• REQUIREMENT: Wherever "parakeet" appears in a line of the listing, that line should be returned.

• EXERCISE MATERIAL:
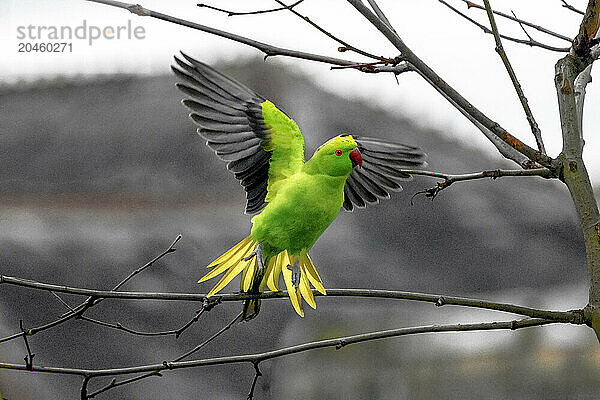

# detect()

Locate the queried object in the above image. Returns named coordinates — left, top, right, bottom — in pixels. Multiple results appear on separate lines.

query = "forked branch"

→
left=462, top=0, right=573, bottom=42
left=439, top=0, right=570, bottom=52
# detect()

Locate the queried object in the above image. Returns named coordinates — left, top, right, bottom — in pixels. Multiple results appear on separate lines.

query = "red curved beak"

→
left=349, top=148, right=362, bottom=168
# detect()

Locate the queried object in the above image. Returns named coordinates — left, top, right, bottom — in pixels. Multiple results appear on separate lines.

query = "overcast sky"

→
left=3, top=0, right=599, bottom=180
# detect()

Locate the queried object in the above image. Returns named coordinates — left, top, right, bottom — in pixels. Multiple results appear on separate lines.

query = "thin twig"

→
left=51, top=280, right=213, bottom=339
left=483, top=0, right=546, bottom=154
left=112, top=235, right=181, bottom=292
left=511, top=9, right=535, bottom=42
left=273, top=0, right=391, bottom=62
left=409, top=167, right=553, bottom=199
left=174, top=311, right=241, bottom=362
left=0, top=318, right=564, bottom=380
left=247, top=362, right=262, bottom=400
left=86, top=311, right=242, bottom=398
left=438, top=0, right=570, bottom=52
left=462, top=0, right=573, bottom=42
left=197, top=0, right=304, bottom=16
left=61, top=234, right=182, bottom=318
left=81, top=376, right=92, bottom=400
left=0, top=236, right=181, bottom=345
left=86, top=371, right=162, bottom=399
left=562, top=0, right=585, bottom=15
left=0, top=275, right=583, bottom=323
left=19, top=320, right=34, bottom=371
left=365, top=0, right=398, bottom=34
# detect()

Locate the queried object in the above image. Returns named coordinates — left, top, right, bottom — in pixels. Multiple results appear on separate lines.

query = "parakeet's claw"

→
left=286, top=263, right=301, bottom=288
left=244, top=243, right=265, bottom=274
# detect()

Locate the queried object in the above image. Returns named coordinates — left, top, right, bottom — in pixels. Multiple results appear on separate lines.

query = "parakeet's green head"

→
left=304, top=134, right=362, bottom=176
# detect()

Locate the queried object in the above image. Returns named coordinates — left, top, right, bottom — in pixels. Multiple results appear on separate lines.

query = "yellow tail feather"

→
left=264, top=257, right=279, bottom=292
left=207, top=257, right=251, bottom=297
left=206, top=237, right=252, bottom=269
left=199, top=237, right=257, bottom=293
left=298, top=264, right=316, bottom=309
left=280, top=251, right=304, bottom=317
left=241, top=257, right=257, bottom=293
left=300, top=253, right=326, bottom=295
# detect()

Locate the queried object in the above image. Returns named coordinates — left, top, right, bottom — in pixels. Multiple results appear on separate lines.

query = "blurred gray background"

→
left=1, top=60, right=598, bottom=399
==
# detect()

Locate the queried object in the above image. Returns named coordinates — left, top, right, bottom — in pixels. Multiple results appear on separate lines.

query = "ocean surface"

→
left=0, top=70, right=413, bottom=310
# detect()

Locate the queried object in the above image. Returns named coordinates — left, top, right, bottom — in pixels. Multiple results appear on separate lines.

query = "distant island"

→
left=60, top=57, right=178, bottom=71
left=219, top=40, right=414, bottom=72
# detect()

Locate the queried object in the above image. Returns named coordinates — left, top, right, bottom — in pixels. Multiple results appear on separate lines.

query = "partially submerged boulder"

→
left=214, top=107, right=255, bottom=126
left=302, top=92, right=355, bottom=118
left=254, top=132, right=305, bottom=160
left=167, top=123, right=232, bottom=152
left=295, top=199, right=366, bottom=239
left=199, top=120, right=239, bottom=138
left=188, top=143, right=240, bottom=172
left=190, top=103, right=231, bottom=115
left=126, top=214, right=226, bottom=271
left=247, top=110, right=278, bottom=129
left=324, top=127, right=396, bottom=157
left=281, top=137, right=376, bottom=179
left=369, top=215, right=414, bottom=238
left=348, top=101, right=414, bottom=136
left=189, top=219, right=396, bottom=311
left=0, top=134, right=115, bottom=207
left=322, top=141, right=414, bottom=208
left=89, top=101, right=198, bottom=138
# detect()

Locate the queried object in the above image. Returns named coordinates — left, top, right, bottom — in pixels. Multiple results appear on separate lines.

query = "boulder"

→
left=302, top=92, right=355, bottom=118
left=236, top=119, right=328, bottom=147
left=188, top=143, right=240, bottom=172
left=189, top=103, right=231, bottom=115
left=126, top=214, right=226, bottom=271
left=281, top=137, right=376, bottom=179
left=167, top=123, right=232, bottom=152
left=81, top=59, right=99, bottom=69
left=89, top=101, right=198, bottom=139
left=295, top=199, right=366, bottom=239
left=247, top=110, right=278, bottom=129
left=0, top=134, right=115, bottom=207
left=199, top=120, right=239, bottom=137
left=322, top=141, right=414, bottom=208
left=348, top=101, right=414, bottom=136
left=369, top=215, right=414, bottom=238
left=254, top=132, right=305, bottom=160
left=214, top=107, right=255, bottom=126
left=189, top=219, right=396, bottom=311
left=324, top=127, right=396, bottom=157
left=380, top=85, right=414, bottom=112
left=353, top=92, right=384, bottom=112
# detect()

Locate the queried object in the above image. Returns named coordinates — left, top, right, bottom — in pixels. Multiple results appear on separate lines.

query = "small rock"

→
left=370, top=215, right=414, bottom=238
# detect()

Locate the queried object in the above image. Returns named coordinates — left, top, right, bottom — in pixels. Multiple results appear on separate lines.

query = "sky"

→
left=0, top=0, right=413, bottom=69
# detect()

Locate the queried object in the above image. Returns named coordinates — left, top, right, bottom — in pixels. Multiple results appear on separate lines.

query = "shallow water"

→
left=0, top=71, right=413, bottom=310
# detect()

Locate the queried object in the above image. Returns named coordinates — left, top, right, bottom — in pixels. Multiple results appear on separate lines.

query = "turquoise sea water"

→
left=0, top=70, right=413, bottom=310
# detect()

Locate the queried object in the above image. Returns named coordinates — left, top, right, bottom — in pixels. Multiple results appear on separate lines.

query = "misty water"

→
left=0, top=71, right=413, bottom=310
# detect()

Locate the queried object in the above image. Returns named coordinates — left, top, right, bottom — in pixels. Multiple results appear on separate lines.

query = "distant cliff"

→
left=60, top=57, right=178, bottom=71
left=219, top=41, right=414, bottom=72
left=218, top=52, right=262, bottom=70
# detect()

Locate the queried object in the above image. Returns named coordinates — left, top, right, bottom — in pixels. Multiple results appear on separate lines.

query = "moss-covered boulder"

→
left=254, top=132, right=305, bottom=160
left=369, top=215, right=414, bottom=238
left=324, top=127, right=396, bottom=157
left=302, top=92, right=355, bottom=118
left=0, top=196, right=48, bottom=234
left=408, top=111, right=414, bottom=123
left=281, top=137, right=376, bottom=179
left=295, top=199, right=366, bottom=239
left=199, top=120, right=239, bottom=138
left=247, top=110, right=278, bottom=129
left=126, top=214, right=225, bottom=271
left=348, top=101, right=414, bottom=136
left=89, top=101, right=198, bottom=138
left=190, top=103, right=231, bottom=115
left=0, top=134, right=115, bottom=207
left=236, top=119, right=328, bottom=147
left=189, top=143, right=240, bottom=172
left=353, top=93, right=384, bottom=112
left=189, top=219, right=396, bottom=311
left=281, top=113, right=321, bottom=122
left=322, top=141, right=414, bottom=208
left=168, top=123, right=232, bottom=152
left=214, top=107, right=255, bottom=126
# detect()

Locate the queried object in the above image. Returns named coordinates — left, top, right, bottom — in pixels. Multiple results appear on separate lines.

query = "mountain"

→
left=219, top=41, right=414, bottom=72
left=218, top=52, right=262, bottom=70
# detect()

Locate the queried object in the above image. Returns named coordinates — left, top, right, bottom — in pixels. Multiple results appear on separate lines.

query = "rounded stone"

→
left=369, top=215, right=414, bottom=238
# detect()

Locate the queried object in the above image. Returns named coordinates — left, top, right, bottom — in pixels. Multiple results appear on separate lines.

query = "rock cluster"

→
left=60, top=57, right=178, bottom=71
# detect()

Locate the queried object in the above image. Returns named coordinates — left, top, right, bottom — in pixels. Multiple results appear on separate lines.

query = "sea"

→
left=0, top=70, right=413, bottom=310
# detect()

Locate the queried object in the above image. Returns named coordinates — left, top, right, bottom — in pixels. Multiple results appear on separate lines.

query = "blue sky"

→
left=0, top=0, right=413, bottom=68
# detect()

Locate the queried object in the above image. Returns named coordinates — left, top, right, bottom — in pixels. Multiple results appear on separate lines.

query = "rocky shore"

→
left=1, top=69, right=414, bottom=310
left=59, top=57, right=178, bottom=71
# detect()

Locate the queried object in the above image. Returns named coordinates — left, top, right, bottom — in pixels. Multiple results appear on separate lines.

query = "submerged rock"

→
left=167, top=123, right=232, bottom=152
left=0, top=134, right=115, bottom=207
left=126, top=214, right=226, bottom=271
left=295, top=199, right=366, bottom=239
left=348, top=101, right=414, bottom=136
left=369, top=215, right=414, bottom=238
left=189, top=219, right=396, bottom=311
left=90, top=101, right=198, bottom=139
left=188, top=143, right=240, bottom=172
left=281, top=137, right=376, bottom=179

• SOLUTION:
query = "parakeet's claw"
query = "parakeet's green head"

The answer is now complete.